_Aim of the task:_ Copy every item below in full, request lines included, and offset each coordinate in the answers by adding -20 to both its x and y values. Leave the pictures out of your answer.

_Exercise input:_
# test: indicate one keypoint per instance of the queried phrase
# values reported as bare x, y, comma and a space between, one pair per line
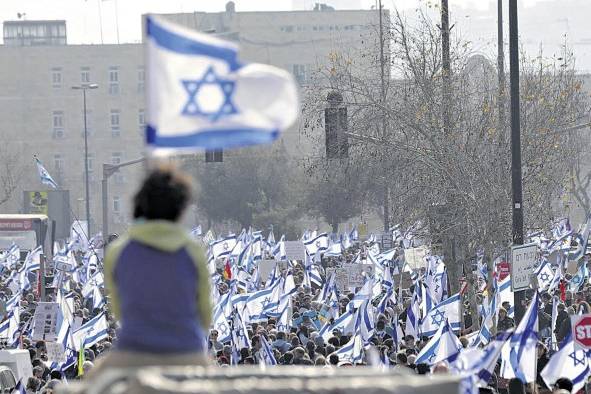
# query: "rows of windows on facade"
320, 28
60, 165
114, 83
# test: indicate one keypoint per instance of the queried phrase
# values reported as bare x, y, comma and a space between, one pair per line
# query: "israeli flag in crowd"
44, 176
449, 310
569, 362
196, 232
266, 353
413, 316
519, 354
278, 250
223, 247
352, 351
582, 240
545, 275
12, 256
506, 295
199, 95
443, 346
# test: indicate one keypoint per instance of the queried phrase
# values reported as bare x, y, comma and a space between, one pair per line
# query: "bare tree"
457, 183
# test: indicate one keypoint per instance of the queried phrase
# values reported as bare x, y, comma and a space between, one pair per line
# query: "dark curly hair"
164, 195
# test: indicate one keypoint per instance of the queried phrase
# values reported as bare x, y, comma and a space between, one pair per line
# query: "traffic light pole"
108, 170
516, 181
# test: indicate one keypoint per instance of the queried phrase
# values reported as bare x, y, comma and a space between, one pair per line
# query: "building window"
113, 80
117, 158
90, 163
58, 164
58, 124
141, 79
89, 122
299, 72
85, 74
56, 77
116, 205
141, 120
115, 128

_Full output:_
# test: indicate one keypoint per instance of the queried phrase
# values reported as bare x, y, comma and a space between, one pair per line
# query: "rows of windows on facade"
300, 8
40, 145
94, 63
# test: indicate one keypoint per instance of the queried phrase
# values reported as bare x, y, comma and a space between, one pair per line
# query: "israeli flag in crowd"
24, 156
429, 290
549, 342
176, 212
246, 333
393, 296
499, 334
258, 230
203, 227
332, 331
562, 220
525, 255
-8, 236
486, 275
179, 75
423, 326
# test: indicate one keypoint per instance of the queried phrase
# values reported as bare x, y, comma and a space between, one pair per line
# query: "bare tree"
437, 163
# test: indicate one keypoint per instance of the queried phrase
# values reported as bare x, y, comma and a space between, one pair per line
# query: "dark curly hair"
144, 175
# test: indicate one keypoint per instance of the queried phrase
# values reported as bare x, y, comma and a space between, one pair per line
# query: "traffic light pole"
88, 150
496, 161
# test: indicate one keypoint per instance of the queried phrase
# values reported as bare x, y, comma and a space between, one pair per line
# query: "building window"
93, 60
97, 138
70, 143
38, 144
38, 104
121, 59
69, 102
279, 52
65, 54
36, 57
96, 185
121, 100
95, 108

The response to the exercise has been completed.